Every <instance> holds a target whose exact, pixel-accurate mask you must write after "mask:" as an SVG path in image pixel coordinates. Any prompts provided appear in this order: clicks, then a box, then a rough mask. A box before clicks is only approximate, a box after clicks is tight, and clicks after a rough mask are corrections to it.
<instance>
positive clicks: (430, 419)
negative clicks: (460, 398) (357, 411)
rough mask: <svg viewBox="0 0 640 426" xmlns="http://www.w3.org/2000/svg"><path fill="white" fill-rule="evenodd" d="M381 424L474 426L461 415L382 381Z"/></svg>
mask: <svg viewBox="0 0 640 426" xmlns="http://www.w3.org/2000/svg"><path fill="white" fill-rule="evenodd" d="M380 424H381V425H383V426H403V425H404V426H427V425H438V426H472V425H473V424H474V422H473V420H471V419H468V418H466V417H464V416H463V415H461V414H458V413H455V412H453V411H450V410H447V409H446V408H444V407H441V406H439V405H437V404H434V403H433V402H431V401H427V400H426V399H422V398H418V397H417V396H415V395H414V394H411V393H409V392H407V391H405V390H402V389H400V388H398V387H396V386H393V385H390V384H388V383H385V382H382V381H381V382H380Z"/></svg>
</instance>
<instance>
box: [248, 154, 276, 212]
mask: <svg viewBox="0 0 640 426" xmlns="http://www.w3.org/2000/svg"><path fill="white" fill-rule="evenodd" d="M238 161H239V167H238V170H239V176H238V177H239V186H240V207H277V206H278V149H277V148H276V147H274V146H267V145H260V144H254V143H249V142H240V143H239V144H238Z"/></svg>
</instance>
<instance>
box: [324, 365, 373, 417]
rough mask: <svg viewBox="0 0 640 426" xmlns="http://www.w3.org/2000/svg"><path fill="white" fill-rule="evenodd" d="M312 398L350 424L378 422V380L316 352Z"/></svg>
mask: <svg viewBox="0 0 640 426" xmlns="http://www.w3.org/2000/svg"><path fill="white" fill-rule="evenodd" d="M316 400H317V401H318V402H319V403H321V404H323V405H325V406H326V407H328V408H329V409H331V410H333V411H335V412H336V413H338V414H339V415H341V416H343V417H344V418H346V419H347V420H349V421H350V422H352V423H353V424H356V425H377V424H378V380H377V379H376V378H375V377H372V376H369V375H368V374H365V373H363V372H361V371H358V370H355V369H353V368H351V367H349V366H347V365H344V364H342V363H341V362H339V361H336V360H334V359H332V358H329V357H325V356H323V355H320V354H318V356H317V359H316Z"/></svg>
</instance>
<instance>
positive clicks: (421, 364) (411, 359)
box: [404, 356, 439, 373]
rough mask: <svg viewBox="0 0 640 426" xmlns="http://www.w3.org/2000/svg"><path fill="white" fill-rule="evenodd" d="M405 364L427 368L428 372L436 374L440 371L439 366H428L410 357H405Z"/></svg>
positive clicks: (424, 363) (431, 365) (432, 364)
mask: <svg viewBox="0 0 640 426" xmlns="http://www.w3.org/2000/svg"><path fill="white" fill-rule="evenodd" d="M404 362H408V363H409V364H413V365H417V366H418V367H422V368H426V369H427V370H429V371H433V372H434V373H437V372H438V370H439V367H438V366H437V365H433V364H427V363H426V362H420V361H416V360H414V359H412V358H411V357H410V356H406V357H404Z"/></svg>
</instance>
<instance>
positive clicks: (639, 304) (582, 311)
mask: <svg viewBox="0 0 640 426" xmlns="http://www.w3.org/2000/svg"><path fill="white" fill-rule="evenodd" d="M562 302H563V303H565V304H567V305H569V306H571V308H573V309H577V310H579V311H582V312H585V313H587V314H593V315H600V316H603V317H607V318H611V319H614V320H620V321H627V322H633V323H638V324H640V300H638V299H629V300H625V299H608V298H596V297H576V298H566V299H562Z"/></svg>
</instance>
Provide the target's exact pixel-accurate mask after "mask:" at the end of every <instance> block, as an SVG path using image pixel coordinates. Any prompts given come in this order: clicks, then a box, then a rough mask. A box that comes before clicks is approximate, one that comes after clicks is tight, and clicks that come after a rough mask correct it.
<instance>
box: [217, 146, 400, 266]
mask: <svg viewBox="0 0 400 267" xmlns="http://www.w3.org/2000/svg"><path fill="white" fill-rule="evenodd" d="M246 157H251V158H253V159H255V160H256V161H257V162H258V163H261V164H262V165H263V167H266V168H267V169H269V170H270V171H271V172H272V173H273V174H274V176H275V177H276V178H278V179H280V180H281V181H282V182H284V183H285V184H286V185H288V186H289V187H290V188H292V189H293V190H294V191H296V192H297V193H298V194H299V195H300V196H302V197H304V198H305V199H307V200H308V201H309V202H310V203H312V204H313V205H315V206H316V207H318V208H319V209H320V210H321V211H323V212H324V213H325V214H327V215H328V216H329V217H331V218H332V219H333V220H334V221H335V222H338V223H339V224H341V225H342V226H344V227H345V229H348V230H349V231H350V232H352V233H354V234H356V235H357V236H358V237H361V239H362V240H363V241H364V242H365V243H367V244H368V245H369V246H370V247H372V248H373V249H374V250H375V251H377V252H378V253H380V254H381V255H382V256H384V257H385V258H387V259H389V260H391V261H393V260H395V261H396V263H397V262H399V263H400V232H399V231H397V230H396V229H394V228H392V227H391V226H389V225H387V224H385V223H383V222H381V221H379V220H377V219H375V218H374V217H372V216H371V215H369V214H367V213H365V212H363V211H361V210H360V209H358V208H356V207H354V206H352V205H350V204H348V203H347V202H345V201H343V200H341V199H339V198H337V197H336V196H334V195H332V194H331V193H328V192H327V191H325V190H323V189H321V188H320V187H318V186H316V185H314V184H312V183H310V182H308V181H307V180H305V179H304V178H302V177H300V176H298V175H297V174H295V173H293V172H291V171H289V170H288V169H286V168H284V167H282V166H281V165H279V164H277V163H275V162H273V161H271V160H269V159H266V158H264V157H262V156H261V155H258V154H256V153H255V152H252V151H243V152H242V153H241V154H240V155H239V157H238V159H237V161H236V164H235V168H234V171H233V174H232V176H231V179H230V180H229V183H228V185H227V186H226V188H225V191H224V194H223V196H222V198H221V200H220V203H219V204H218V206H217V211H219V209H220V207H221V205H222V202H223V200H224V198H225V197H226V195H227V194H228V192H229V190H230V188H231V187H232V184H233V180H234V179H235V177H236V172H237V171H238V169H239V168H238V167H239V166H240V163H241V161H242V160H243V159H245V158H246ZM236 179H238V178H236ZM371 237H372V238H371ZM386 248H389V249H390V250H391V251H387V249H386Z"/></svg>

---*---

_Activity_
The full listing is to be written out again, exactly as shown.

_Task answer_
Every <instance> holds a target whose exact, pixel-accurate mask you must write after "mask:" as an SVG path in image pixel coordinates. Any prompts provided appear in this order: clicks, then a box, then a rough mask. A box before clicks is only approximate, a box after clicks is tight, and clicks after a rough mask are corrections to it.
<instance>
positive clicks: (430, 419)
negative clicks: (460, 398) (357, 411)
rough mask: <svg viewBox="0 0 640 426" xmlns="http://www.w3.org/2000/svg"><path fill="white" fill-rule="evenodd" d="M381 424L474 426L461 415L382 381Z"/></svg>
mask: <svg viewBox="0 0 640 426" xmlns="http://www.w3.org/2000/svg"><path fill="white" fill-rule="evenodd" d="M380 424H381V425H383V426H403V425H404V426H427V425H438V426H472V425H473V424H474V422H473V420H471V419H468V418H466V417H464V416H463V415H461V414H458V413H455V412H453V411H450V410H447V409H446V408H444V407H441V406H439V405H437V404H434V403H433V402H431V401H427V400H426V399H422V398H418V397H417V396H415V395H414V394H411V393H409V392H407V391H405V390H402V389H400V388H398V387H396V386H393V385H390V384H388V383H385V382H382V381H381V382H380Z"/></svg>
</instance>
<instance>
box: [248, 154, 276, 212]
mask: <svg viewBox="0 0 640 426" xmlns="http://www.w3.org/2000/svg"><path fill="white" fill-rule="evenodd" d="M238 161H239V167H238V170H239V176H238V177H239V186H240V207H277V206H278V149H277V148H276V147H274V146H267V145H260V144H254V143H249V142H240V143H239V144H238Z"/></svg>
</instance>
<instance>
box: [324, 365, 373, 417]
rough mask: <svg viewBox="0 0 640 426" xmlns="http://www.w3.org/2000/svg"><path fill="white" fill-rule="evenodd" d="M312 398L350 424L378 422V380L316 352Z"/></svg>
mask: <svg viewBox="0 0 640 426" xmlns="http://www.w3.org/2000/svg"><path fill="white" fill-rule="evenodd" d="M316 400H317V401H318V402H319V403H321V404H323V405H325V406H326V407H328V408H329V409H331V410H333V411H335V412H336V413H338V414H339V415H341V416H343V417H344V418H346V419H347V420H349V421H350V422H352V423H353V424H356V425H377V424H378V380H377V379H376V378H375V377H372V376H369V375H368V374H365V373H363V372H361V371H358V370H355V369H353V368H351V367H349V366H347V365H344V364H342V363H341V362H339V361H336V360H334V359H332V358H329V357H325V356H323V355H320V354H318V356H317V359H316Z"/></svg>
</instance>
<instance>
positive clicks: (421, 364) (411, 359)
box: [404, 356, 439, 373]
rough mask: <svg viewBox="0 0 640 426" xmlns="http://www.w3.org/2000/svg"><path fill="white" fill-rule="evenodd" d="M405 364L427 368L428 372L436 374L440 371L439 366H428L410 357H405Z"/></svg>
positive clicks: (424, 363) (431, 365) (432, 364)
mask: <svg viewBox="0 0 640 426" xmlns="http://www.w3.org/2000/svg"><path fill="white" fill-rule="evenodd" d="M404 362H408V363H409V364H413V365H417V366H418V367H422V368H426V369H427V370H429V371H433V372H434V373H437V372H438V370H439V367H438V366H437V365H433V364H427V363H426V362H420V361H416V360H414V359H412V358H411V357H410V356H406V357H404Z"/></svg>
</instance>
<instance>
positive clicks: (639, 304) (582, 311)
mask: <svg viewBox="0 0 640 426" xmlns="http://www.w3.org/2000/svg"><path fill="white" fill-rule="evenodd" d="M562 302H563V303H565V304H567V305H569V306H571V308H573V309H577V310H579V311H582V312H585V313H587V314H593V315H600V316H603V317H607V318H611V319H614V320H620V321H627V322H633V323H638V324H640V300H638V299H629V300H625V299H608V298H596V297H576V298H566V299H562Z"/></svg>
</instance>
Provide the target's exact pixel-accurate mask after "mask:" at the end of every <instance> block, as an SVG path using image pixel coordinates. Any prompts given come in this order: clicks, then a box, then a rough mask. A box that comes before clicks is approximate, one that comes after clicks is tight, and clicks that come after a rough mask correct it.
<instance>
box: [217, 146, 400, 266]
mask: <svg viewBox="0 0 400 267" xmlns="http://www.w3.org/2000/svg"><path fill="white" fill-rule="evenodd" d="M246 157H251V158H253V159H255V160H256V161H257V162H258V163H261V164H262V165H263V167H266V168H267V169H269V170H270V171H271V172H272V173H273V174H274V176H275V177H276V178H278V179H280V180H281V181H282V182H284V183H285V184H286V185H288V186H289V187H290V188H292V189H293V190H294V191H296V192H297V193H298V194H299V195H300V196H302V197H304V198H305V199H307V200H308V201H309V202H310V203H312V204H313V205H315V206H316V207H318V208H319V209H320V210H321V211H323V212H324V213H325V214H327V215H328V216H329V217H331V218H332V219H333V220H334V221H335V222H338V223H339V224H341V225H342V226H344V227H345V229H348V230H349V231H350V232H352V233H354V234H356V235H357V236H358V237H361V239H362V240H363V241H364V242H365V243H367V244H368V245H369V246H370V247H372V248H373V249H374V250H375V251H377V252H378V253H380V254H381V255H382V256H384V257H385V258H387V259H389V260H391V261H393V260H395V261H396V263H397V262H399V263H400V232H399V231H397V230H396V229H394V228H392V227H391V226H389V225H387V224H385V223H383V222H381V221H379V220H377V219H375V218H374V217H372V216H371V215H369V214H367V213H365V212H363V211H361V210H360V209H358V208H356V207H354V206H352V205H350V204H348V203H347V202H345V201H343V200H341V199H339V198H337V197H336V196H334V195H332V194H331V193H328V192H327V191H325V190H323V189H321V188H320V187H318V186H316V185H314V184H312V183H310V182H308V181H307V180H305V179H304V178H302V177H300V176H298V175H297V174H295V173H293V172H291V171H289V170H288V169H286V168H284V167H282V166H281V165H279V164H277V163H275V162H273V161H271V160H269V159H266V158H264V157H262V156H261V155H258V154H256V153H255V152H252V151H243V152H242V153H241V154H240V155H239V157H238V159H237V161H236V164H235V168H234V171H233V174H232V176H231V179H230V180H229V183H228V185H227V186H226V188H225V191H224V194H223V196H222V198H221V200H220V203H219V204H218V206H217V211H219V209H220V207H221V205H222V202H223V200H224V198H225V197H226V195H227V194H228V192H229V190H230V188H231V187H232V184H233V180H234V179H235V177H236V172H237V171H238V169H239V168H238V167H239V166H240V163H241V161H242V160H243V159H245V158H246ZM236 179H238V178H236ZM371 237H372V238H371ZM386 248H389V249H390V250H391V251H387V249H386Z"/></svg>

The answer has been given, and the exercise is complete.